§ **TEXT EXTRACT**
House of the Long Shadows (1983) House of the Long Shadows (1983) **½

     I wish I knew with whom the idea to make House of the Long Shadows originated. It was, after all, an exceedingly strange idea, pursued despite its seemingly obvious potency as box office poison, and I’d like to give credit (although I’m not sure that’s quite the right word) where credit is due. Also, it would subtly but importantly change what kind of weirdness we’re talking about if the real instigator were one likely set of suspects versus the other. This film might be a case of two loony producers (specifically Menahem Golan and Yoram Globus) attempting to cash in simultaneously on several mutually incompatible fads, and hiring a writer and director (specifically Robert Armstrong and Pete Walker) either so wrong they were right or so right they were wrong, depending on which angle you prefer to emphasize. Then again, it could also have been a case of a loony creative team taking an impossible project to the one studio in the business whose leaders were mad enough to give it a go. However it worked, though, somebody decided, at a time when horror onscreen was all but synonymous with maniacs wielding garden tools, to film not merely a spooky house mystery, but a spooky house mystery based mostly on a stage play from 1913. Somebody thought the minor vogue for glossy, star-studded adaptations of old-timey detective stories (think Murder on the Orient Express, Death on the Nile, maybe even Radley Metzger’s unloved 1978 update of The Cat and the Canary) implied a demand for a new version of Seven Keys to Baldpate. Somebody believed that the first flowering of Baby Boomer nostalgia created a hospitable environment for a grand reunion of mid-century Horror Geezers while there were still enough of them left alive to justify the effort. And somebody thought not only that those should all be the same movie, but that Walker— one of the few British directors who had truly understood what audiences of the 70’s were demanding from their fright flicks— was the man to make it. Even so, it would have been quite a trick to predict just how weird House of the Long Shadows would turn out. Although it starts as Seven Keys to Baldpate, it quickly zigs into The Old Dark House before taking an even sharper zag through a geriatric variation on Hell Night, only for a triple twist ending to bring it right back to where it began.

     Kenneth Magee (Desi Arnaz Jr.) is a best-selling author of “contemporary” fiction. I’m not at all sure what that’s supposed to mean in the context of 1983, and neither the title nor the cover of his latest novel, The Lie, is any help on that score. We can tell what it doesn’t mean, though, from a debate that Magee has over drinks with his publisher, Sam Allyson (Robert Todd, from Asylum and The Love-Ins), at the London club where the latter man is wont to spend his evenings. There’s no gainsaying Magee’s sales figures, of course, but Allyson often wishes he’d try his hand at something big and sprawling, with larger-than-life characters driven to drastic action by grand passions. The kind of thing Dickens or Tolstoy or one of the Brontes would have written, you know? Kenneth counters that the reason nobody, himself included, writes books like that anymore is because they’re unrealistic, unconvincing, and fundamentally childish in outlook. Anybody, or so he contends, could write a book like Wuthering Heights. In fact, Magee claims that he himself could do so in just 24 hours, provided he could lock himself away without distractions in surroundings of suitable atmosphere. Allyson scoffs, at which point Magee offers to make a bet of it: $10,000— no, $20,000— if the publisher can find him the right place to do the work. Upon consideration, Allyson avers that he knows of a spot that should satisfy Kenneth’s particulars, a manor house in Wales abandoned for over 40 years, by the name of Bllydpaetwr. (“It is Welsh, you know. The closest I’ve ever come to pronouncing it is ‘Baldpate’.”) It shouldn’t take Allyson long to make the necessary arrangements, so Magee is on if he’s really fool enough to go through with the wager.

§ **PROVIDED MATERIAL**
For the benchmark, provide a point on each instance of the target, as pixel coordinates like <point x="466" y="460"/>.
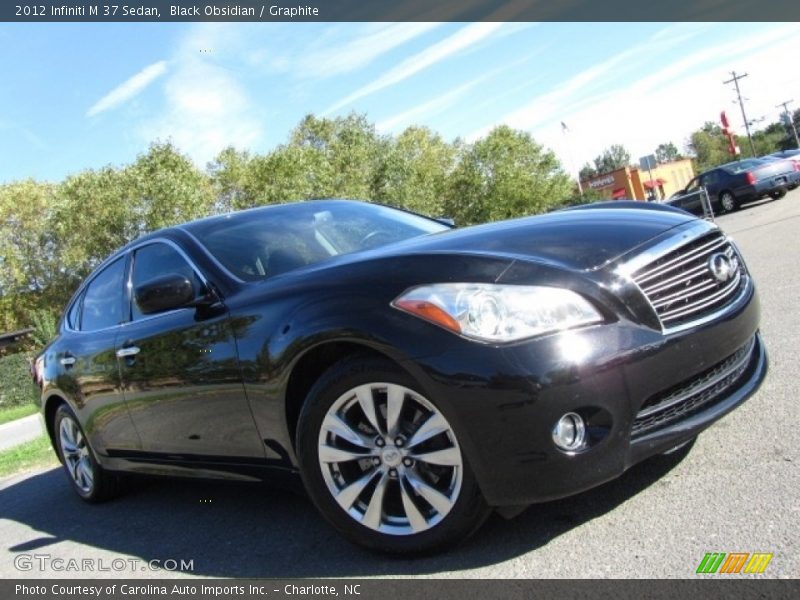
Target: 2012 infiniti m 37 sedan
<point x="415" y="376"/>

§ **INSTRUCTION**
Continue the House of the Long Shadows review from the end of its last sentence.

§ **RESPONSE FOR THIS EXERCISE**
     As is only proper, Magee completes the drive to Bllydpaetwr Manor in the darkness of night, against a thunderstorm that reduces visibility to practically nil, and gets good and lost somewhere in the home stretch. And as is only proper, the village surrounding the manor proves to be an unwelcoming place, where such people as are still out and about at the hour when Kenneth arrives are all more interested in discouraging him from visiting the old house than in helping him in any way to find it. Magee initially finds no assistance even at the local train station, because the couple he meets there— Andrew and Diana Caulder (Richard Hunter and Louise English)— are themselves out-of-towners, with problems of their own, and the hooded crone who galumphs silently through the station only to disappear out the window in the ladies’ room is the least cooperative inhabitant of all! Eventually, though, the station master (Norman Rossington, of Frankenstein: The True Story and Raw Meat) deigns to put in an appearance, and gets the increasingly exasperated writer back on track.

     Bllydpaetwr Manor lives up to its billing in most respects. It’s big, musty, chilly, dark, isolated, unimproved by electricity (we’ll just agree to pretend we don’t notice all those light switches sneaking into the frame), and generally spooky as hell. If there were any doubt in Magee’s mind that he could speed-write a novel to Allyson’s blood-and-thunder tastes here, it evaporates the moment he sets up his typewriter in one of the many bedrooms. There is one department, though, in which the house seems not to be as advertised. For a place where nobody has supposedly set foot in 40-some years, Bllydpaetwr Manor sure does look lived-in. In fact, there are signs of occupation not merely within the day, but perhaps even within the hour. Kenneth goes searching for intruders, and in short order comes face to face with a positively ancient man (John Carradine, from Crowhaven Farm and Superchick) and a merely elderly lady (this part was written for Elsa “Bride of Frankenstein” Lanchester, but when she proved unavailable, Pete Walker brought in his own personal Horror Geezer, Sheila Keith, whom he’d used so memorably in The House of Whipcord and Frightmare). The aged pair are suspiciously reluctant to introduce themselves, but finally admit to being Elijah Quimby and his daughter, Victoria, the caretakers. Might have known a place like this would be looked after by somebody like these two, huh?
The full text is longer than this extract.